Task to carry out — Set down, word for word, the lines from the one holding "In the photograph above, where can the gravel" to the final line, both included, and skip the pictures.

Given records —
****************

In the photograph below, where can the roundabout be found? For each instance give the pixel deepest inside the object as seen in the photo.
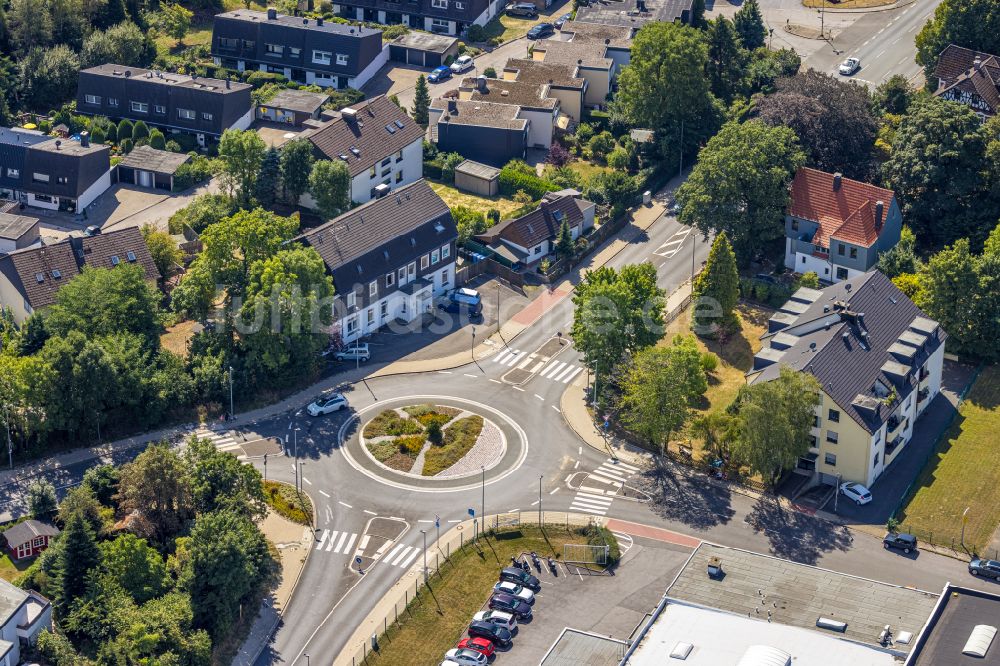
(433, 443)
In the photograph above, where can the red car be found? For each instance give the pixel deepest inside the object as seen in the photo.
(479, 645)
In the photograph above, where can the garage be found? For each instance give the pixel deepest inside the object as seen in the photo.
(423, 49)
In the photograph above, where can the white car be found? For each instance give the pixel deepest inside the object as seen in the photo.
(326, 404)
(850, 66)
(856, 492)
(467, 657)
(515, 590)
(499, 618)
(463, 64)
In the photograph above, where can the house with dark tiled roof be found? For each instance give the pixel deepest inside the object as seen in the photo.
(389, 258)
(837, 227)
(526, 240)
(971, 78)
(31, 278)
(381, 146)
(878, 360)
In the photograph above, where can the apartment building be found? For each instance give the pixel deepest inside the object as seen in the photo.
(173, 102)
(310, 51)
(878, 360)
(389, 258)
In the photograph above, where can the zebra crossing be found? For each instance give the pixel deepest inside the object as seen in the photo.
(554, 370)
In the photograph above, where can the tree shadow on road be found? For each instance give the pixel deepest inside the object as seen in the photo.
(685, 498)
(794, 535)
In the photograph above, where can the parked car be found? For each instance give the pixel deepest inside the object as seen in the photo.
(462, 64)
(523, 10)
(465, 657)
(904, 542)
(521, 577)
(849, 66)
(326, 404)
(482, 645)
(510, 604)
(515, 590)
(439, 74)
(491, 632)
(981, 567)
(356, 352)
(856, 492)
(541, 30)
(505, 620)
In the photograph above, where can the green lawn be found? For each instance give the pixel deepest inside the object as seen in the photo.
(963, 473)
(434, 623)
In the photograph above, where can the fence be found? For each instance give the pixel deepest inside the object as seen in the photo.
(410, 589)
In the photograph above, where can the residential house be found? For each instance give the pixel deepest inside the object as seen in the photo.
(971, 78)
(561, 81)
(17, 232)
(173, 102)
(484, 132)
(449, 17)
(310, 51)
(56, 174)
(31, 278)
(293, 107)
(837, 227)
(526, 240)
(878, 360)
(148, 167)
(532, 100)
(389, 258)
(23, 615)
(28, 538)
(381, 146)
(598, 52)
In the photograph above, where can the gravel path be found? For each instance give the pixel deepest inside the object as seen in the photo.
(488, 449)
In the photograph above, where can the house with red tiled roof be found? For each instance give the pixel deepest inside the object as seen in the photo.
(838, 227)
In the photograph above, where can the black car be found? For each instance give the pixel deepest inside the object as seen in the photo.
(510, 604)
(491, 632)
(521, 577)
(541, 30)
(904, 542)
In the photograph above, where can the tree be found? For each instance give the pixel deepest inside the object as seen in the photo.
(241, 153)
(421, 101)
(330, 184)
(817, 107)
(296, 166)
(717, 290)
(266, 192)
(157, 485)
(774, 419)
(939, 169)
(42, 500)
(166, 255)
(740, 185)
(749, 24)
(972, 24)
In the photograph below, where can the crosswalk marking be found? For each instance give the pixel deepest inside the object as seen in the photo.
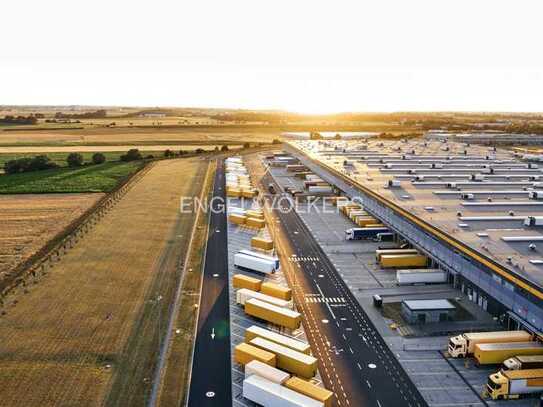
(325, 299)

****************

Output of the task —
In the photograph above, where can the gravel path be found? For each instance give the pixel deepest inside the object as seen in the photo.
(488, 449)
In the photograph above, where can the house with red tiled roof be found? For each instance give the pixel deepest inside the object as seen in the photo.
(838, 227)
In the photograph above, where can the black car be found? For each instance give the pixel deepest inside the object as seen in the photo.
(510, 604)
(491, 632)
(521, 577)
(541, 30)
(904, 542)
In the photograph above, where can the tree be found? For each instance give the pixel deepest inside the object as seen in the photo.
(241, 153)
(421, 101)
(330, 184)
(817, 107)
(296, 166)
(717, 290)
(266, 192)
(157, 485)
(774, 419)
(939, 169)
(42, 500)
(166, 255)
(740, 185)
(749, 24)
(972, 24)
In the photograph below, where can the crosswalk marking be found? For each instance give the pixel deepest inside the object as seen in the photo.
(325, 299)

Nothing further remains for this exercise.